*WRITTEN PROBLEM*. Copy the lines from the one that contains "wall-mounted clock and return the coordinates." through the last line, replacing every "SHOULD" with "MUST" and changing nothing else.

*RECORDS FOR PROCESSING*.
== == ==
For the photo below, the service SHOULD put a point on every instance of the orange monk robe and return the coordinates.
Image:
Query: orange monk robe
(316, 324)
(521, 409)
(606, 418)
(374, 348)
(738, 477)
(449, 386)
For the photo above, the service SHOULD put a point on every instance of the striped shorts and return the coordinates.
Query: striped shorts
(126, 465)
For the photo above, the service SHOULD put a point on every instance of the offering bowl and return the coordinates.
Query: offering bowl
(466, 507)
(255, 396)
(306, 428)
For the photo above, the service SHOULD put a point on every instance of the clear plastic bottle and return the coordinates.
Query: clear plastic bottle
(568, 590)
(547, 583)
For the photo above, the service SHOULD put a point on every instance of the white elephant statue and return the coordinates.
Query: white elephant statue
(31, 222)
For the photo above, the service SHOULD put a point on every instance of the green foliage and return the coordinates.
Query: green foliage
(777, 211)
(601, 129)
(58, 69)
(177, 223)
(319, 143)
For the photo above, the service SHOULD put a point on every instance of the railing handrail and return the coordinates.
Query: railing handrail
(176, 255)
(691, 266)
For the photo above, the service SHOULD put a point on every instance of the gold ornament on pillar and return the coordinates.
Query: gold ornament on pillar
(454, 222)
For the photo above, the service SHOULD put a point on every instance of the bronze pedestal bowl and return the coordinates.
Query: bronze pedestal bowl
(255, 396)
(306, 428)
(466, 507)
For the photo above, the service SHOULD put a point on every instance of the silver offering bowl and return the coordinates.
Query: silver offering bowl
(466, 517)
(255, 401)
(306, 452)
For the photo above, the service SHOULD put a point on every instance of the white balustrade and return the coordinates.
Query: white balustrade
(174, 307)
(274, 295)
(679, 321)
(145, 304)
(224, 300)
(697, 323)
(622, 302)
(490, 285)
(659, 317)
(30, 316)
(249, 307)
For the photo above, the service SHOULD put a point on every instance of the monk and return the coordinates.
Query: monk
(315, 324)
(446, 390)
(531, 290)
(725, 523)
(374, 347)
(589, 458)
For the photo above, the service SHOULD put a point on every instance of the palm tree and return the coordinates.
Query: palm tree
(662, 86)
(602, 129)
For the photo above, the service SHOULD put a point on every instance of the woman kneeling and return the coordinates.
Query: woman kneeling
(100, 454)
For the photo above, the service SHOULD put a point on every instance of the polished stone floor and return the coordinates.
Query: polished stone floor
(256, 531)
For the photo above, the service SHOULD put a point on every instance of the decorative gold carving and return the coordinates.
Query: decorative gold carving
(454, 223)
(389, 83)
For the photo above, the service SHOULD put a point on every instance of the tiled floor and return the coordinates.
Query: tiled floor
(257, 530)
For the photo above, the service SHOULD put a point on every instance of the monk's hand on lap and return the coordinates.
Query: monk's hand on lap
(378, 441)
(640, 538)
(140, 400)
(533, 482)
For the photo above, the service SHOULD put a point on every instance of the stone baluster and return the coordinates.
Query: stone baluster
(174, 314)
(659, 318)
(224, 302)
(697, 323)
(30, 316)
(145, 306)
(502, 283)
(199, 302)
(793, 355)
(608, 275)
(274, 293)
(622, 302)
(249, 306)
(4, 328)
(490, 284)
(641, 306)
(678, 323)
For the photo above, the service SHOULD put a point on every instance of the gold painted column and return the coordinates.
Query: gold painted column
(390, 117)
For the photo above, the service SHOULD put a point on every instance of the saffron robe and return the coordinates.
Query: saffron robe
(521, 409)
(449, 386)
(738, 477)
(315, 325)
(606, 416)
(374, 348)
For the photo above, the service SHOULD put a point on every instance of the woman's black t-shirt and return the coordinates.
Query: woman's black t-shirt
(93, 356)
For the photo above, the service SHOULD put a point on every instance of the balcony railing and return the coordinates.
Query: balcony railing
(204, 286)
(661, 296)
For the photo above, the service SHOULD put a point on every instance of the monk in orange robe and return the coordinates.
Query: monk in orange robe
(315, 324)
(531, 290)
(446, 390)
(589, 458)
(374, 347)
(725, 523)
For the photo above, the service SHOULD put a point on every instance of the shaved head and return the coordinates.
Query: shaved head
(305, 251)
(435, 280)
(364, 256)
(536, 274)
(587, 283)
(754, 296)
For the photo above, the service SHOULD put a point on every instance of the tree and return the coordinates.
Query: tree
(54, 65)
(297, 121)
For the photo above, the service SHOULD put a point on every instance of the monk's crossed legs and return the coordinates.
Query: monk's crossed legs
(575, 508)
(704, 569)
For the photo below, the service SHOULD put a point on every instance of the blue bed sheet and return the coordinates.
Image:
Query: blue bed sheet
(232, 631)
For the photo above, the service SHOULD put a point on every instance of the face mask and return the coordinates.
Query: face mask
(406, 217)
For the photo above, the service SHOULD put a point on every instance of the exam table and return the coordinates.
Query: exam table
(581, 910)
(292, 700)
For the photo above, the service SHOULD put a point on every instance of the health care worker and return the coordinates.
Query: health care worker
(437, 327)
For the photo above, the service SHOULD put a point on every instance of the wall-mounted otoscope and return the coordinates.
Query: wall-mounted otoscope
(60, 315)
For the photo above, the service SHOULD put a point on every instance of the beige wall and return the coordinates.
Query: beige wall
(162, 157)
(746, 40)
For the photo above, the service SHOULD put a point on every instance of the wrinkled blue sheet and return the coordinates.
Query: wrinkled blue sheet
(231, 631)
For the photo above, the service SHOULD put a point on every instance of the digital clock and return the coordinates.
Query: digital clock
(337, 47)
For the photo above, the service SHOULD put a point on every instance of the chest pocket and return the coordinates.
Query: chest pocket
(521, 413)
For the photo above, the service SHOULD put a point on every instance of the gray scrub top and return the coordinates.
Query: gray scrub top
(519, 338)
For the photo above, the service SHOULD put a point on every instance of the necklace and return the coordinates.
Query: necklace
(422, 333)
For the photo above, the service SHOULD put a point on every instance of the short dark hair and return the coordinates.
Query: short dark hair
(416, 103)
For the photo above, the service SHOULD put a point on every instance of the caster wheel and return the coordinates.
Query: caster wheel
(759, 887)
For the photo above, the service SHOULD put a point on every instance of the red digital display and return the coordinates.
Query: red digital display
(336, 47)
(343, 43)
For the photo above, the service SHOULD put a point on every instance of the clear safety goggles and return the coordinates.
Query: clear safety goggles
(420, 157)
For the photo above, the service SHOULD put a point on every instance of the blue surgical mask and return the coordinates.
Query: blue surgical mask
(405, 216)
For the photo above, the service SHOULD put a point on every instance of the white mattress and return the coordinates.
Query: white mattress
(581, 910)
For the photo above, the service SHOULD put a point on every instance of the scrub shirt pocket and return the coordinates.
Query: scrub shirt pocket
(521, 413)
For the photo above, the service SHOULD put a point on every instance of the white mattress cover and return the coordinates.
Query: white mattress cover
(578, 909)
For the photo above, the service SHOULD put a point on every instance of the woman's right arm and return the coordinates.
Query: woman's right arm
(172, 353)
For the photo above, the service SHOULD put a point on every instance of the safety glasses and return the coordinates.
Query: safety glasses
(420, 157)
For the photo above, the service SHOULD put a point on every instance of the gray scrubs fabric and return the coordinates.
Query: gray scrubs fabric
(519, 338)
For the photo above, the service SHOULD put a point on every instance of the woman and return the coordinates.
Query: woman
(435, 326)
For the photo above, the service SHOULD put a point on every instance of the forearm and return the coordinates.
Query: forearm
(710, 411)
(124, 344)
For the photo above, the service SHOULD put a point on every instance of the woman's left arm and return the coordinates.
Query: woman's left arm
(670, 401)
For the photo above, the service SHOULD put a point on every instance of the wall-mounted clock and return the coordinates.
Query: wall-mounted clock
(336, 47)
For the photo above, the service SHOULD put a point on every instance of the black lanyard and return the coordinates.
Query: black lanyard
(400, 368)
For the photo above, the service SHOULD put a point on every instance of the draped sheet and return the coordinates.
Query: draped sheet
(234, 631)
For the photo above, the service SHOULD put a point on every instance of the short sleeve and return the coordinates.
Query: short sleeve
== == ==
*ANSWER FOR THIS EXERCISE*.
For the photo above, the service MUST put a point on every instance of the wall-mounted clock and return the coordinates.
Query: wall-mounted clock
(336, 47)
For the photo above, the service MUST put a point on every instance of the black lanyard and return the coordinates.
Query: black lanyard
(400, 368)
For the photo above, the service MUST put a point on every instance of the draped sheet and return the coordinates.
Query: draped sheet
(234, 631)
For the photo above, the service MUST put a point on every instance of the short sleeve and return the coordinates.
Query: short sleeve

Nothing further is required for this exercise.